## [Assignment]
Of all the lines in the entries, how many carry the word "crest"? The reply is that number and no more.

## [Excerpted data]

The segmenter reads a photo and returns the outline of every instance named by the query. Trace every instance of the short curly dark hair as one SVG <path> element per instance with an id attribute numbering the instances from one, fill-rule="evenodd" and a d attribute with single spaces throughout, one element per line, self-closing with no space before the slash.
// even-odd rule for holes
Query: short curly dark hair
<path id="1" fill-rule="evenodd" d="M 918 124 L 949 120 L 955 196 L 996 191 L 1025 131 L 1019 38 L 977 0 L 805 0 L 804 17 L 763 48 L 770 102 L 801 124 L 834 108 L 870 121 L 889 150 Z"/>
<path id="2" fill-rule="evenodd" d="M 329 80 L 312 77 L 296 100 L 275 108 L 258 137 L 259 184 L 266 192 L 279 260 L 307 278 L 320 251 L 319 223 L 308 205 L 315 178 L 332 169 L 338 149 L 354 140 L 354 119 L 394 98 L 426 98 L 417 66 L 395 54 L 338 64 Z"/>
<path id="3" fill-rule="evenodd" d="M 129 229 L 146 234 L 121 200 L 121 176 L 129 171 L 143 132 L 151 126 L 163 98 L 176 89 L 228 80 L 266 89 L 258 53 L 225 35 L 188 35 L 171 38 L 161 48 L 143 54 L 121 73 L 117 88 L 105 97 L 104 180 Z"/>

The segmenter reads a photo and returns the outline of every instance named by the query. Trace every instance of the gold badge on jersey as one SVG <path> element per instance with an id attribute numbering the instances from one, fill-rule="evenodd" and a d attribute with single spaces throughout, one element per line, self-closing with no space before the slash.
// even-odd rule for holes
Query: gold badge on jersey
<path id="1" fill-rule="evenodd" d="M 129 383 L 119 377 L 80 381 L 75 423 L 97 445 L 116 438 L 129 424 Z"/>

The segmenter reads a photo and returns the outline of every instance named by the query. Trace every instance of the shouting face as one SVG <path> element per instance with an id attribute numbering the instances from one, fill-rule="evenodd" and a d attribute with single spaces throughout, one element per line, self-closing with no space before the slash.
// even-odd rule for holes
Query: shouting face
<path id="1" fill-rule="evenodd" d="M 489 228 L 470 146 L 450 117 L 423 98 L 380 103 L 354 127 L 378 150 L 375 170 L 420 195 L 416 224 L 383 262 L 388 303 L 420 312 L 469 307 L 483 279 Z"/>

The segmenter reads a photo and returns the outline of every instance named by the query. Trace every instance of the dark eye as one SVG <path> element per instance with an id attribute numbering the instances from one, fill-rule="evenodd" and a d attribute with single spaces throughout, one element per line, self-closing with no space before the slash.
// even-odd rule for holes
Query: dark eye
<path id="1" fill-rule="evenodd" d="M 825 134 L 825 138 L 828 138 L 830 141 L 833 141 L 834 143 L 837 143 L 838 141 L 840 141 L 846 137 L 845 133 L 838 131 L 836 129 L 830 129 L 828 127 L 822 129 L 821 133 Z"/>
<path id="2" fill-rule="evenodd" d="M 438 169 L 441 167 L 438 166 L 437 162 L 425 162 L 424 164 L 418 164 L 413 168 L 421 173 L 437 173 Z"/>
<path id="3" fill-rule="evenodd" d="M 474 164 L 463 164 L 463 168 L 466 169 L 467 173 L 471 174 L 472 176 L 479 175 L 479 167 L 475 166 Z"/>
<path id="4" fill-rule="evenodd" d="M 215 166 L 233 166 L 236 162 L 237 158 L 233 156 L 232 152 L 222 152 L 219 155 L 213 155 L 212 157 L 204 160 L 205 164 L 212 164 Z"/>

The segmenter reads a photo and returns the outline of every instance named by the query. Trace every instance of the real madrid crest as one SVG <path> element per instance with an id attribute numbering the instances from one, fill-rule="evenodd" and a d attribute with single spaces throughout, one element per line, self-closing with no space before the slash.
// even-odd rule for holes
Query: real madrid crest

## [Response box]
2